** BEGIN SUPPLIED PASSAGE **
# How can you tell if your dog has a tooth ache?



## Gemma (Jan 19, 2006)

I was just wondering if dogs get tooth ache and if they do how do they tell us? 

Sparkey was yawning the other day and I thought I saw a black dot on his back teeth. I haven't been able to open his mouth very good to be able to look closer but he is only one and a half years old. can his tooth be bad? do they get tooth ache? how can the vet tell? does he do xrays?


----------



## bellasmommy (May 8, 2005)

Bella had what I thought was a toothache once and I noticed it because she wasn't overly excited about her food and she was trying to chew on just one side of her mouth. I took her to the vet and there was a piece of Nylabone stuck in her gums. Once the vet took that out she was her normal self again. Maybe the black spot you saw was just plaque, but I would just have your vet take a look at the teeth each time you go in, that way you won't worry about it. I hope its nothing but food particles, since Sparkey's so young I would just brush his teeth and see if it goes away, if that doesn't work maybe the vet can reassure you. Personally, I'd rather have it looked at so I could quit worrying, but I'm always paraniod


----------



## doctorcathy (May 17, 2004)

i was watching tv....i think marc marrone. and he was saying that it takes a lot of pain for the dog to stop eating. and if its just a black dot, i dont think its something to worry about also. doggy dentists are way expensive. and your dog being so young---shouldnt have anything teeth problems.


----------



## Gemma (Jan 19, 2006)

Thanks guys. I will keep and eye on him and see if he acts strange. I also have a lot of trouble brushing his teeth so what do you think of the Brush Away product ?


----------



## Bonnie's Mommie (Mar 2, 2006)

Fay, I use the gel instead of the spray. I thought it would be easier than the spray, for Bonnie anyway. And, the gel spreads after I brush her teeth - she licks at it and moves it around so I'm hoping that's good, to get it to areas I might miss.

If you get the spray, let us know how it works. I think the gel works well, but Bonnie hasn't seen her vet yet, since we started using it.


----------



## doctorcathy (May 17, 2004)

this is when bully sticks come in handy. we didnt have them around for a couple of months and they all started getting tarter on their teeth.







after just a few days of chewing bully sticks---their teeth got super white.


----------



## Gemma (Jan 19, 2006)

> this is when bully sticks come in handy. we didnt have them around for a couple of months and they all started getting tarter on their teeth.
> 
> 
> 
> ...


wow, Sparkey loves to chew. glad to hear that chewing actually helps


----------
** END SUPPLIED PASSAGE **
** BEGIN GIVEN RECORDS **
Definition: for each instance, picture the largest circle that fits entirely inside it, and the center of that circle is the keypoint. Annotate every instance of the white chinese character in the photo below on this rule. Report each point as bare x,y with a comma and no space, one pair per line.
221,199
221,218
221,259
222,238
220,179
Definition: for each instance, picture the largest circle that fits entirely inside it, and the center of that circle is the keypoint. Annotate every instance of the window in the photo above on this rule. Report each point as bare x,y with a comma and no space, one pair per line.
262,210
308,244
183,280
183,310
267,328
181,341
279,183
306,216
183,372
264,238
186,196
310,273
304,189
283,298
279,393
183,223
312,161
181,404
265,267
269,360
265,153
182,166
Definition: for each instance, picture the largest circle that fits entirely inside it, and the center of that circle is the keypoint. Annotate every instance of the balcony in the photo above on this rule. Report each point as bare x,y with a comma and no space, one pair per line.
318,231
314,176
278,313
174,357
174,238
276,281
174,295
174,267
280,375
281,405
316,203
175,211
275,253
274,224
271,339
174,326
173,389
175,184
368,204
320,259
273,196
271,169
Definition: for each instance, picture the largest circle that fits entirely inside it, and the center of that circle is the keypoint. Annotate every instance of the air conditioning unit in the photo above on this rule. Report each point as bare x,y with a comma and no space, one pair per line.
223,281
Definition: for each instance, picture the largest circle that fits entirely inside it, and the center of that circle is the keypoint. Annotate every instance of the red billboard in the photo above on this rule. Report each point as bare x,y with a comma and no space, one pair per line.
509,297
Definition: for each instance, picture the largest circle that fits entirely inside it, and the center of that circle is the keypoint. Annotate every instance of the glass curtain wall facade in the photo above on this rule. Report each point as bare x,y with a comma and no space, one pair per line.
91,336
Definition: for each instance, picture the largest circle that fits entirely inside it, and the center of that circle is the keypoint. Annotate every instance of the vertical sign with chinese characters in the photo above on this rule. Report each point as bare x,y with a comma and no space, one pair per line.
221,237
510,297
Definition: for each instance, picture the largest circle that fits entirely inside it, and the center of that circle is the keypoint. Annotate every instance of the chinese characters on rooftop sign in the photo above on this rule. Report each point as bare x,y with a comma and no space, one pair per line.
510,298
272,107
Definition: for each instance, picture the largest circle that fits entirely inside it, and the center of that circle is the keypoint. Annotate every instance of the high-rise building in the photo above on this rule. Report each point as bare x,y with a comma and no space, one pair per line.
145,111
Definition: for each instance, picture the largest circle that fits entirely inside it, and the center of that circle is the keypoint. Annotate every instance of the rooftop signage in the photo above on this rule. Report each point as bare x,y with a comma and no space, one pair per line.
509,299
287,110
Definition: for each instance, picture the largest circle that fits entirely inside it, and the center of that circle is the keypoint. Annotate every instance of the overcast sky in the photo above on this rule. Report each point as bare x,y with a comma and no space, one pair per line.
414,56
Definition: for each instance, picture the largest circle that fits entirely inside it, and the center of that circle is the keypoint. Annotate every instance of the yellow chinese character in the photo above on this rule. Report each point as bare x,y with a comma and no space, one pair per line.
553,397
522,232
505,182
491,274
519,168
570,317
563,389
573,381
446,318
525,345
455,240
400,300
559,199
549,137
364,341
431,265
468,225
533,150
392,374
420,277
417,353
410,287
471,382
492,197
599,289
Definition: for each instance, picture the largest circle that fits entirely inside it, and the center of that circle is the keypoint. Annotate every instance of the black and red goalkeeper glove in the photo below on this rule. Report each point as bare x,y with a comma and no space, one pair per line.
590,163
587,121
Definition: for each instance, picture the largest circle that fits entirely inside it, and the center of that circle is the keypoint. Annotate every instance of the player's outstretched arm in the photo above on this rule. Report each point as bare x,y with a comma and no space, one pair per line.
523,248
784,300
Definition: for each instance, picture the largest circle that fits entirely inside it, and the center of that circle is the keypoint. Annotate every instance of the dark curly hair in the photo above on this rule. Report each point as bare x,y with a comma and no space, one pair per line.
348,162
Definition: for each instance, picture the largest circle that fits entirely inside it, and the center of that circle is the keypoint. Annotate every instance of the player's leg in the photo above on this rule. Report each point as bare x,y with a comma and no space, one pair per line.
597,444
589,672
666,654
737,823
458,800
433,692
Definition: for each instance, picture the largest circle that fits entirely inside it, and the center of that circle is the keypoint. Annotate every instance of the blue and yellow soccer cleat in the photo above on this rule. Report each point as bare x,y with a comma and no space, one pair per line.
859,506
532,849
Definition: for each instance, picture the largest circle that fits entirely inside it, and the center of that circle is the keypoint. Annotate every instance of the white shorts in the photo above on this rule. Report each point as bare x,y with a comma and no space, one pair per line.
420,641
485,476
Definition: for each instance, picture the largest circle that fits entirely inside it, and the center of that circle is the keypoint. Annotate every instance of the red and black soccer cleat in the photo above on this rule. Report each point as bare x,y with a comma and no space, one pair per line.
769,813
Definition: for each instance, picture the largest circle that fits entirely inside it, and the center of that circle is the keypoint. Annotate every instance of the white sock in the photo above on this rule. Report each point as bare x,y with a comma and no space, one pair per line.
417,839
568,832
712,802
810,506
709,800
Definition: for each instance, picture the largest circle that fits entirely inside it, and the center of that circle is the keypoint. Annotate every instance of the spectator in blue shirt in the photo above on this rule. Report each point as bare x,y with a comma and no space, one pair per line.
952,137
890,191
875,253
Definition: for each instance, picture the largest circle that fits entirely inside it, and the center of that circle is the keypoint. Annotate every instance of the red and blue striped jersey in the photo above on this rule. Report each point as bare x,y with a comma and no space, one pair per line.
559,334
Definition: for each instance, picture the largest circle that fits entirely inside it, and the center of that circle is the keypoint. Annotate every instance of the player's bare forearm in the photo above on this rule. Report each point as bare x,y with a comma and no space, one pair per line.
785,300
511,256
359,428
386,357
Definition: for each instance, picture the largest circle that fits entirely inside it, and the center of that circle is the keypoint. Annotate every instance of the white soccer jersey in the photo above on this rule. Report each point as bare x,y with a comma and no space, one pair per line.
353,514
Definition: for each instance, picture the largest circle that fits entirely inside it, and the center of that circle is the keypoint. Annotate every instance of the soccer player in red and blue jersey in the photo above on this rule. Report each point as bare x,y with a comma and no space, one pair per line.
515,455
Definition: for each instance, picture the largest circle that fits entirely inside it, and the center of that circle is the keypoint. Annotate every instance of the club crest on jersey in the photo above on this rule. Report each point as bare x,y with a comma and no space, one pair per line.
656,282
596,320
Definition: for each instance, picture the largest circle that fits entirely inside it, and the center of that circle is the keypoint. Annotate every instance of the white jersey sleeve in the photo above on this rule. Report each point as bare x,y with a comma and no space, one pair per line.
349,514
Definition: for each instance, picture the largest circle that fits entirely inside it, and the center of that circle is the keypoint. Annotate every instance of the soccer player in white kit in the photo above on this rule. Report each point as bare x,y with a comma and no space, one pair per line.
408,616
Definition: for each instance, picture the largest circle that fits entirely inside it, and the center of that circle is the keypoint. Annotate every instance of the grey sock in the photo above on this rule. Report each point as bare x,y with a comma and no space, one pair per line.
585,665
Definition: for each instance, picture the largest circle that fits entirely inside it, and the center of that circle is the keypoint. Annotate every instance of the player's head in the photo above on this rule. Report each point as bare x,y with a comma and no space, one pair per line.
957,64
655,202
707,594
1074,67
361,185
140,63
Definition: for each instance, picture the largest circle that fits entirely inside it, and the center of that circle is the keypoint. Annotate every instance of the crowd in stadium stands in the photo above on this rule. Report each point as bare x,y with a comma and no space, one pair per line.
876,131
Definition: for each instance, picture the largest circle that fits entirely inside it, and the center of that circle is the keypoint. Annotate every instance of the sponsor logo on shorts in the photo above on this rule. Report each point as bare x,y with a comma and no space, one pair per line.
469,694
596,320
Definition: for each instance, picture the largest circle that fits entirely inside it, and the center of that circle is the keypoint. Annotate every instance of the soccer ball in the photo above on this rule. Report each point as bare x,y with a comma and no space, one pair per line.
** END GIVEN RECORDS **
# [PROBLEM DETAILS]
Reproduce everything in the dog toothache thread above from "## Bonnie's Mommie" down to "I might miss.".

# [CORRECT RESPONSE]
## Bonnie's Mommie (Mar 2, 2006)

Fay, I use the gel instead of the spray. I thought it would be easier than the spray, for Bonnie anyway. And, the gel spreads after I brush her teeth - she licks at it and moves it around so I'm hoping that's good, to get it to areas I might miss.